From the line that contains "the bush, which" down to the last line of the entries, repeat every line exactly. Do not carry over the pictures.

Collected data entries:
- Opening Delimiter -
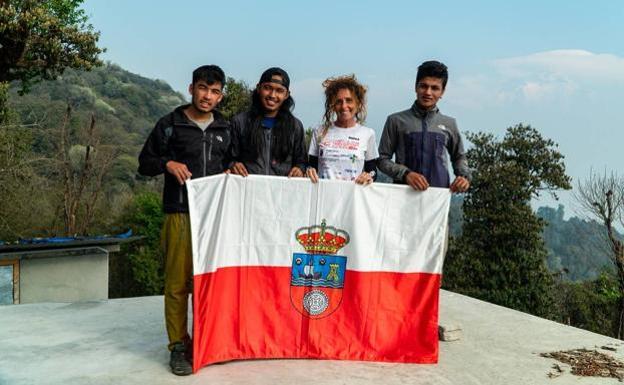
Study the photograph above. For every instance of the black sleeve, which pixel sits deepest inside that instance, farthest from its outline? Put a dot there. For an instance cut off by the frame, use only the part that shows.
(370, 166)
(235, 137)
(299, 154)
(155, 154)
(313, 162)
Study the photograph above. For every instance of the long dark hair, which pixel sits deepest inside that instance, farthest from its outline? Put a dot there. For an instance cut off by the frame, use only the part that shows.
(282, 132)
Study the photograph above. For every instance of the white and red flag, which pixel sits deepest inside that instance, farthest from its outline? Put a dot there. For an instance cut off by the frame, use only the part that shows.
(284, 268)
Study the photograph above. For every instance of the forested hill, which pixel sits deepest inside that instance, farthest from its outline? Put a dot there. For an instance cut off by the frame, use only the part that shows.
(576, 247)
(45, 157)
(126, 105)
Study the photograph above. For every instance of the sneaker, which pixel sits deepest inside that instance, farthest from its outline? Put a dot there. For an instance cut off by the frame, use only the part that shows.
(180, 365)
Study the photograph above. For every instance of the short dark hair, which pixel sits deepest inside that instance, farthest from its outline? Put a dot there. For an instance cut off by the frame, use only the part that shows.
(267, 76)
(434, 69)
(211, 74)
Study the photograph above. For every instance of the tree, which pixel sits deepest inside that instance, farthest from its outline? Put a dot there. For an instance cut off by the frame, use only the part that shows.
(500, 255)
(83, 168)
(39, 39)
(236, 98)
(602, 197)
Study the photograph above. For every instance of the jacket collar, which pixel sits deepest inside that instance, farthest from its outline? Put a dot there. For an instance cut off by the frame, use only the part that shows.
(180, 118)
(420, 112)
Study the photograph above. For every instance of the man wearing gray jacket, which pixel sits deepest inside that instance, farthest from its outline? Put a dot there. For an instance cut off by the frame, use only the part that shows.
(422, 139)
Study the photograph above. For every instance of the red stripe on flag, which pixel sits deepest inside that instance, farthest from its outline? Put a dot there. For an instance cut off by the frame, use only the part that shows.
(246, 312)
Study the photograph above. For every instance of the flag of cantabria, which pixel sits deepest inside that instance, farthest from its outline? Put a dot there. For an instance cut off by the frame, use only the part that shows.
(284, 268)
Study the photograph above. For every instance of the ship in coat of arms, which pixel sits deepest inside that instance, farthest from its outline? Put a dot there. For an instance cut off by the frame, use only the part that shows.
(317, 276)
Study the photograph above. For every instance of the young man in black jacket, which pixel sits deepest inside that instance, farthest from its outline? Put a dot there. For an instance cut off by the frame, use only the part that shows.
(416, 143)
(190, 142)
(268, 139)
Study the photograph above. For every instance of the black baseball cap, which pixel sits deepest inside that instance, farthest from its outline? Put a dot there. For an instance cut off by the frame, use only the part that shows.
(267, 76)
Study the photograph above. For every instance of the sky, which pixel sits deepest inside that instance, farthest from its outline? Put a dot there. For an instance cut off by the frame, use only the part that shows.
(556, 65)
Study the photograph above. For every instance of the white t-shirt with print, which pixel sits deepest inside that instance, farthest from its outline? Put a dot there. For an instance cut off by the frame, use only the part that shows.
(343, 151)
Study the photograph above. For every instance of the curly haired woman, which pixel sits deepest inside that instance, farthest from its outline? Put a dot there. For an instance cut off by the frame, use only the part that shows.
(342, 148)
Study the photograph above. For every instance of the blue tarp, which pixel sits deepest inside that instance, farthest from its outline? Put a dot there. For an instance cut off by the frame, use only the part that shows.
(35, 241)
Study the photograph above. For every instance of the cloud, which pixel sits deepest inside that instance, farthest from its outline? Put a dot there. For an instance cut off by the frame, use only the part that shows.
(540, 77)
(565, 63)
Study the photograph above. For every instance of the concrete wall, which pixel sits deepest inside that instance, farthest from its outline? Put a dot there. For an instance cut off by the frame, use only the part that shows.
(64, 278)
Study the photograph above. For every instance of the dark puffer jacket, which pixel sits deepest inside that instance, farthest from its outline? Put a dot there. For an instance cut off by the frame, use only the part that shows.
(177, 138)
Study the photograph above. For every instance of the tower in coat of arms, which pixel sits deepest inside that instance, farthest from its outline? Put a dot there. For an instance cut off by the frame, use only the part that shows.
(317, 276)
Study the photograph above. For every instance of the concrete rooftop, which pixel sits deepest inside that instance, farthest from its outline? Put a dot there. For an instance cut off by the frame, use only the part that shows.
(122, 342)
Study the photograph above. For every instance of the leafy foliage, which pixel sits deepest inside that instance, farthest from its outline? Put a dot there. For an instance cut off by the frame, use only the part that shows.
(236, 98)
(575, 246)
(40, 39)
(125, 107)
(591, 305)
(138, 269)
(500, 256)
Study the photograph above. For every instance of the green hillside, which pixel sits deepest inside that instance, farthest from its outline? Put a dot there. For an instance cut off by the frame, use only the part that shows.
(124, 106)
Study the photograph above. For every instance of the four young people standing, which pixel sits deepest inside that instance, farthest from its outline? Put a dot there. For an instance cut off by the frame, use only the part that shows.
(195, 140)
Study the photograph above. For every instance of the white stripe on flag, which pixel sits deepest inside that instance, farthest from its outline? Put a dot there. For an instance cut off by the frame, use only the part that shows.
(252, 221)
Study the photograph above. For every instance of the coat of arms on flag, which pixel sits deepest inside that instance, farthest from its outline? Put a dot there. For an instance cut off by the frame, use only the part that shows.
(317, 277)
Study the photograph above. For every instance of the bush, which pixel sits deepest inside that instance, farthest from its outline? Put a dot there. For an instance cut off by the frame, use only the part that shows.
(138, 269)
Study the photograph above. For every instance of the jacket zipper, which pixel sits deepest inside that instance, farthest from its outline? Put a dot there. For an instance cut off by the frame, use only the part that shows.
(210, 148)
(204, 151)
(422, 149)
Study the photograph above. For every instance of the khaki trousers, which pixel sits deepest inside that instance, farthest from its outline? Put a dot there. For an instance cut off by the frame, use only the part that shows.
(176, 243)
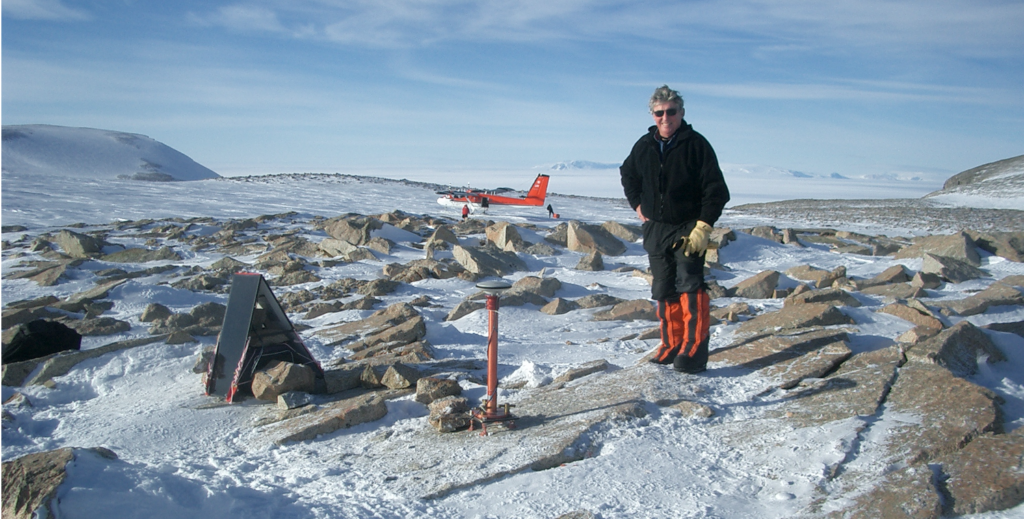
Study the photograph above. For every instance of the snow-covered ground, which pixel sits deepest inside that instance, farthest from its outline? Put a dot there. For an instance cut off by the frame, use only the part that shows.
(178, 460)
- Closing Delimiter -
> [EXERCISE OUTPUT]
Study the photograph above. For every instance of the bush, which pixel sits deepest inside that instance, farthest from its outline? Put a dot there. For an instance cut off by the frame, use only the part that shows.
(138, 269)
Study the photograph above. For every instance of the jacket zipper, which pixel sits deepest inside that instance, farthest from its outline? Put a dot there. For an instance cut off by the frame, use only the part that shows.
(210, 148)
(204, 151)
(422, 149)
Study the photograph above. For every instance of the khaki trousers, which pixel sits deepest inside that instance, farthest from its outline? Put a dot there. For an instance cut off by the frame, use only the part that shows.
(176, 243)
Study the photograph above. For every instance of the snow-covered ground, which pixel sits deepest inside that instance, farthest from its outline? Put a dot there. For an instance cut off by the frame, use only the part that shows.
(178, 460)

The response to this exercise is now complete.